Count the lines in the records below that contain the string "pizza", matching case exactly. Give only the number.

▸ LISTING
* START *

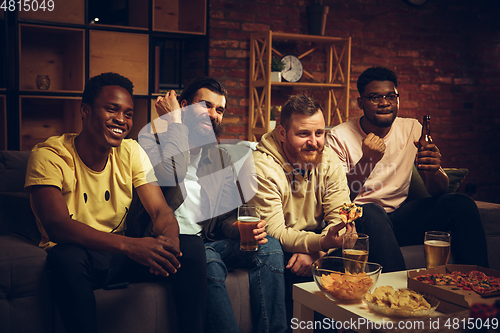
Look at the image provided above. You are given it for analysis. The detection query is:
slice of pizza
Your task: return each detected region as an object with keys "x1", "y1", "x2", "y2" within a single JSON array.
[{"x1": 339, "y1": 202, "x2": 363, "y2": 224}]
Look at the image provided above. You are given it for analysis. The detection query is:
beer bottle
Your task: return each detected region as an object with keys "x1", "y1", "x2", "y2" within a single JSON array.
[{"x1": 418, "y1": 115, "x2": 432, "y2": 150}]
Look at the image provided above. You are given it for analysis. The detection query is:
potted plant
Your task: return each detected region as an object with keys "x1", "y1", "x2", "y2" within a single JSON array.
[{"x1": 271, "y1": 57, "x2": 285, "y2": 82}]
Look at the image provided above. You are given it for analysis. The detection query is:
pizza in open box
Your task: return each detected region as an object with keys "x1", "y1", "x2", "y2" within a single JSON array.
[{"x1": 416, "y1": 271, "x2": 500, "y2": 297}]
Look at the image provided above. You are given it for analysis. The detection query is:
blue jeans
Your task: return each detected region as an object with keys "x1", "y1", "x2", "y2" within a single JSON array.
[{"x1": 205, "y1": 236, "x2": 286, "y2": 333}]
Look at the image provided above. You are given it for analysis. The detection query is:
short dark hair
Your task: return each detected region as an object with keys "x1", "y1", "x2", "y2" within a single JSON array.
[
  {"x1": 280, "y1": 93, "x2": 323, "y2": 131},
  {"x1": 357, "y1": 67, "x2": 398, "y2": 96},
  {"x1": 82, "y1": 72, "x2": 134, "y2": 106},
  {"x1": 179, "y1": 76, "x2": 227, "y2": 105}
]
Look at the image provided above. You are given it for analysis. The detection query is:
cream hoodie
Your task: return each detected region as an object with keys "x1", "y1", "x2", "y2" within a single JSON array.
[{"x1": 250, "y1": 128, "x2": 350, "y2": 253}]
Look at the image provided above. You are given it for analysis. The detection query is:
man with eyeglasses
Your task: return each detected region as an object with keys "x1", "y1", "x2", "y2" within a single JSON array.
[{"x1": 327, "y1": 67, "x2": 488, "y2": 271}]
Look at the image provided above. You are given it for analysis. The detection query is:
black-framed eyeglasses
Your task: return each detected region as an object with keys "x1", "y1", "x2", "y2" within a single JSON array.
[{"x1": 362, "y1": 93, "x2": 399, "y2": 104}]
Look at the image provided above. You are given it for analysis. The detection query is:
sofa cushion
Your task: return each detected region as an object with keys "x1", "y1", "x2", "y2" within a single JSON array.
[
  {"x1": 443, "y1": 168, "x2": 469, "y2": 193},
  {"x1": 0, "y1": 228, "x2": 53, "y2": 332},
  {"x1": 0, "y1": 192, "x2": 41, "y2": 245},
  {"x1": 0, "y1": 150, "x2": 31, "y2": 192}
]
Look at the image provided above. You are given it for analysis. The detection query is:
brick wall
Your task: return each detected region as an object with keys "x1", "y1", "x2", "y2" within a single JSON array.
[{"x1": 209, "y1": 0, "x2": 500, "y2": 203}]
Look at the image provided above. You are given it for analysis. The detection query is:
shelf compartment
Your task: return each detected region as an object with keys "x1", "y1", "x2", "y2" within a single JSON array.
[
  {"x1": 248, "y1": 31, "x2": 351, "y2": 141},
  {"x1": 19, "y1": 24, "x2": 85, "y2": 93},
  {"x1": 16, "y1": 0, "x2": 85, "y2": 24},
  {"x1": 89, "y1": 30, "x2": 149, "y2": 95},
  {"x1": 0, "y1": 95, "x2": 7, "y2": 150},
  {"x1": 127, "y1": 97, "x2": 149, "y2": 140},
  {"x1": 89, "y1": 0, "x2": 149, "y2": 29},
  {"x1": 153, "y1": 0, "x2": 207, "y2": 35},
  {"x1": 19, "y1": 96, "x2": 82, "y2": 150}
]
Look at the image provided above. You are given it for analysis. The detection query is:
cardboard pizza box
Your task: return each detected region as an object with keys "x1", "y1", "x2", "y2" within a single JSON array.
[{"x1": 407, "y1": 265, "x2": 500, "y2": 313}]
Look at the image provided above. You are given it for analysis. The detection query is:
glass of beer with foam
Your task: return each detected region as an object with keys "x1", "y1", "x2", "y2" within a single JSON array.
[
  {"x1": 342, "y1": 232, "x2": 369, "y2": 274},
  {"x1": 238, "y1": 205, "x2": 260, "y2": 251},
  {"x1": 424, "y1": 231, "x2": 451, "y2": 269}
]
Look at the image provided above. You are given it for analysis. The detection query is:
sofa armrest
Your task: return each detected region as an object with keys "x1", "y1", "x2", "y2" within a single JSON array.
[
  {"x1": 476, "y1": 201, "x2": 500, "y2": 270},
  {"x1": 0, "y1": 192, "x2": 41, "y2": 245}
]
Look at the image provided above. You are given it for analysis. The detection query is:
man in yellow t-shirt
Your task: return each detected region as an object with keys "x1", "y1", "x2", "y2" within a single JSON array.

* END *

▸ WORKED ANSWER
3